§ 文档节选

┌──

最大流入门题。参考资料：http://blog.youkuaiyun.com/hurmishine/article/details/53037362

用了数组和Vector建图，对于初学者来说，先看懂数组建图的，再去研究vector建图的。

AC代码1：数组建图：

/**
  * 行有余力，则来刷题！
  * 博客链接：http://blog.youkuaiyun.com/hurmishine
  *
*/

#include <cstdio>
#include <iostream>
#include <queue>
#include <algorithm>
#include <cstring>
using namespace std;
const int msize = 205;

int n, m; // m–路径数, n–结点数
int a[msize][msize]; //
int pre[msize]; // 记录结点i的前向结点为pre[i]
bool vis[msize]; // 记录结点i是否已访问

// 用BFS来判断从结点s到t的路径上是否还有delta
// 即判断s,t之间是否还有增广路径，若有，返回1
bool BFS(int s, int t)
{
    queue<int> q;
    memset(pre, -1, sizeof(pre));
    memset(vis, false, sizeof(vis));

    pre[s] = s;
    vis[s] = true;
    q.push(s);
    int p;
    while(!q.empty())
    {
        p = q.front();
        q.pop();
        for(int i=1; i<=n; ++i)
        {
            if(a[p][i]>0 && !vis[i])
            {
                pre[i] = p;
                vis[i] = true;
                if(i == t) // 存在增广路径
                    return true;
                q.push(i);
            }
        }
    }
    return false;
}

int EK(int s, int t)
{
    int maxflow = 0, d;
    while(BFS(s, t))
    {
        d= INT_MAX;
        // 若有增广路径，则找出最小的delta
        for(int i=t; i!=s; i=pre[i])
            d = min(d, a[pre[i]][i]);
        // 这里是反向边，看讲解
        for(int i=t; i!=s; i=pre[i])
        {
            a[pre[i]][i] -= d;
            a[i][pre[i]] += d;
        }
        maxflow += d;
    }
    return maxflow;
}

int main()
{
    //freopen("data.txt","r",stdin);
    while(cin >> m >> n)
    {
        memset(a, 0, sizeof(a));
        int x,y,z;
        for(int i=0; i<m; ++i)
        {
            cin >> x >> y >> z;
            a[x][y] += z; // 有重边时则加上z
        }
        cout << EK(1, n) << endl;
    }
    return 0;
}

AC代码2：Vector建图：

/**
  * 行有余力，则来刷题！

└──

§ 练习题目
1/ 根据文档节选回答：
(a) 常量 msize 被设为多少？
(b) 在 BFS 函数中，注释指出 i == t 时说明了什么？
(c) main 函数调用 EK 时传入的两个参数分别是什么？
2/ 请改写文档节选中从“pre[s] = s;”到“if(a[p][i]>0 && !vis[i])”的部分，将其中的“vis”替换为“visited”。
这些数据与本练习无关。

§ 记录数据

┌──

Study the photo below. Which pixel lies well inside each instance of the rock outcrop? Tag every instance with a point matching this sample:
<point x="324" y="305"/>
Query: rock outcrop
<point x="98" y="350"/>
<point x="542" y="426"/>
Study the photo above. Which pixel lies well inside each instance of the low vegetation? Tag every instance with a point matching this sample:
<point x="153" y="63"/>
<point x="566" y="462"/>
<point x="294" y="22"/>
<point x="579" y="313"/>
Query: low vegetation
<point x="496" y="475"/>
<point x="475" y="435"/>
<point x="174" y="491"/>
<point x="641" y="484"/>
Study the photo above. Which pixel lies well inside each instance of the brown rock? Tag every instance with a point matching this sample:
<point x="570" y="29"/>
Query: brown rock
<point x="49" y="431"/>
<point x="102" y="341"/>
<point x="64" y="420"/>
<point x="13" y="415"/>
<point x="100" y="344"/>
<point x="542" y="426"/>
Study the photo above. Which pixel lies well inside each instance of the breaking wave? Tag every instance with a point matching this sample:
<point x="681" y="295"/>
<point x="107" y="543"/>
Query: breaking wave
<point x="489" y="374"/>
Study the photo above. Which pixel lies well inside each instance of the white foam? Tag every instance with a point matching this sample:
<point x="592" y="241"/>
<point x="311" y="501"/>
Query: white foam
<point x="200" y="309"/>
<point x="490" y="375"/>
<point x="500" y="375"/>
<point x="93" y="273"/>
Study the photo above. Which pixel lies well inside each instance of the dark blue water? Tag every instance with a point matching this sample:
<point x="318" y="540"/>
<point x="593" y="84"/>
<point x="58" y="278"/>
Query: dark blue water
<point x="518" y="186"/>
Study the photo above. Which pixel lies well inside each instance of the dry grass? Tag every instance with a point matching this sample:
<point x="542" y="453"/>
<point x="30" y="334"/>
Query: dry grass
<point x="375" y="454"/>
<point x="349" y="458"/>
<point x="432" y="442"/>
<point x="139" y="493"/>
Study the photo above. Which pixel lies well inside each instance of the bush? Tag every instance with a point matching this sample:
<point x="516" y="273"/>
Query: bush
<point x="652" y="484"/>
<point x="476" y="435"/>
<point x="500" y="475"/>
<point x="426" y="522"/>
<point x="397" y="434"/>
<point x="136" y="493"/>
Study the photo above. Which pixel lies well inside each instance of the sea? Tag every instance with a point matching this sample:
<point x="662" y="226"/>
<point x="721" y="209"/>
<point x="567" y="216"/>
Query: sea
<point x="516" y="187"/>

└──

§ 参考答案
1/
(a) 205。
(b) 说明存在增广路径，此时函数返回 true。
(c) 1 和 n。

2/
pre[s] = s;
    visited[s] = true;
    q.push(s);
    int p;
    while(!q.empty())
    {
        p = q.front();
        q.pop();
        for(int i=1; i<=n; ++i)
        {
            if(a[p][i]>0 && !visited[i])